Write out the passage of the artist bios between "Xtine Burrough is" and "archive her practice.", inclusive, word for word.

* _Document_

..........

Peter Burr is an artist from Brooklyn, NY. His practice often engages with tools of the video game industry in the form of immersive cinematic artworks. These pieces have been presented internationally by various institutions including Documenta 14, Athens; MoMA PS1, New York; and The Barbican Centre, London. Previously Burr worked under the alias Hooliganship and founded the video label Cartune Xprez through which he produced hundreds of live multimedia exhibitions and touring programs showcasing a multi-generational group of artists at the forefront of experimental animation.

Xtine Burrough

Xtine Burrough is a hybrid artist who uses remix as a strategy for engaging networked audiences in critical participation. burrough combines remix practices of appropriation and juxtaposition with computation. She plays at the intersection of media art and digital poetry; and writes about her work to archive her practice.

..........

* _Given information_
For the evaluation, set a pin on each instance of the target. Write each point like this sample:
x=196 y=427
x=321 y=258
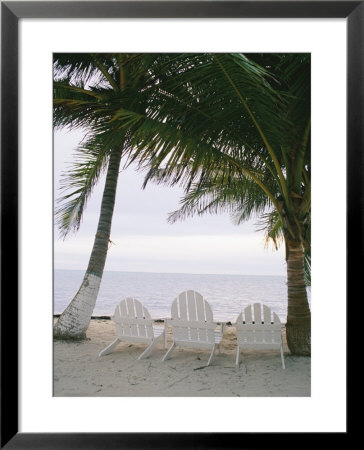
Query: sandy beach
x=79 y=372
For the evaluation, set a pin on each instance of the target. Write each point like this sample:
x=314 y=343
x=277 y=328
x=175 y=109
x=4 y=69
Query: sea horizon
x=227 y=294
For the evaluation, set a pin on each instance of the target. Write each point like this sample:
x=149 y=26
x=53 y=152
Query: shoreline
x=79 y=372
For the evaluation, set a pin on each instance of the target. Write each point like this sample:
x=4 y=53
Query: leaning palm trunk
x=75 y=319
x=298 y=327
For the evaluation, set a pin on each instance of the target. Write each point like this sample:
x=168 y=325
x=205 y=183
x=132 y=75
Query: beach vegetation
x=233 y=130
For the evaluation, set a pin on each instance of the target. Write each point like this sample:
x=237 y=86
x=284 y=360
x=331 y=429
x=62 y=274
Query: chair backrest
x=259 y=326
x=132 y=319
x=192 y=318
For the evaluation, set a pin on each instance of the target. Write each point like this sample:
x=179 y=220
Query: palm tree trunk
x=298 y=327
x=75 y=319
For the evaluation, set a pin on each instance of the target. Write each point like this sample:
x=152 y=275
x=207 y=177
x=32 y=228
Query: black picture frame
x=11 y=12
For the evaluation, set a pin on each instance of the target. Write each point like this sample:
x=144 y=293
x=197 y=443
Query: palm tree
x=207 y=118
x=226 y=120
x=88 y=91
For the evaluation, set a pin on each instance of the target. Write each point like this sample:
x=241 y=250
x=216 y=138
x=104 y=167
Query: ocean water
x=227 y=294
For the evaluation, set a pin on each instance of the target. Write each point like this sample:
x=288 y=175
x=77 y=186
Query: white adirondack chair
x=258 y=329
x=134 y=324
x=192 y=324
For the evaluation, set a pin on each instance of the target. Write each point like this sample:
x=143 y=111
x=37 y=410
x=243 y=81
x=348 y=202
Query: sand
x=79 y=372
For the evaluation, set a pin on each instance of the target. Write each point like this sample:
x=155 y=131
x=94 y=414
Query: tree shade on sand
x=232 y=129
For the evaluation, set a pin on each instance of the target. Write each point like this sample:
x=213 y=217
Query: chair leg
x=212 y=354
x=109 y=348
x=167 y=355
x=237 y=361
x=282 y=357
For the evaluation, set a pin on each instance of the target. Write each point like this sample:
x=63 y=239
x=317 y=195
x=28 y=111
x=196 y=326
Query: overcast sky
x=145 y=242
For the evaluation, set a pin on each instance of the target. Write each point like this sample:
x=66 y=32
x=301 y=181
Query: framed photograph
x=67 y=396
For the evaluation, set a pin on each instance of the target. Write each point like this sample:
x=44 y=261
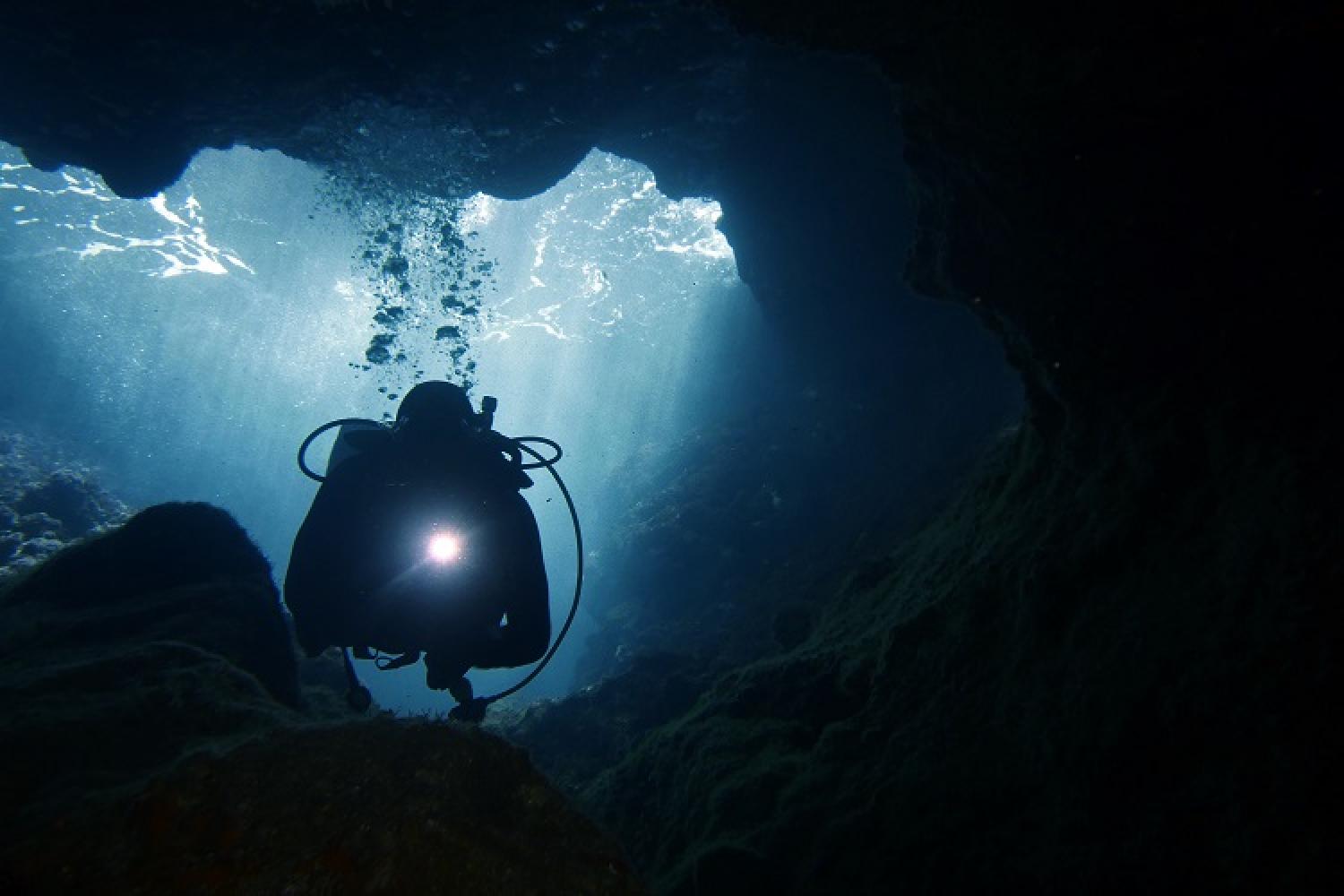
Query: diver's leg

..........

* _Solution to the problem_
Xtine Burrough is a hybrid artist who uses remix as a strategy for engaging networked audiences in critical participation. burrough combines remix practices of appropriation and juxtaposition with computation. She plays at the intersection of media art and digital poetry; and writes about her work to archive her practice.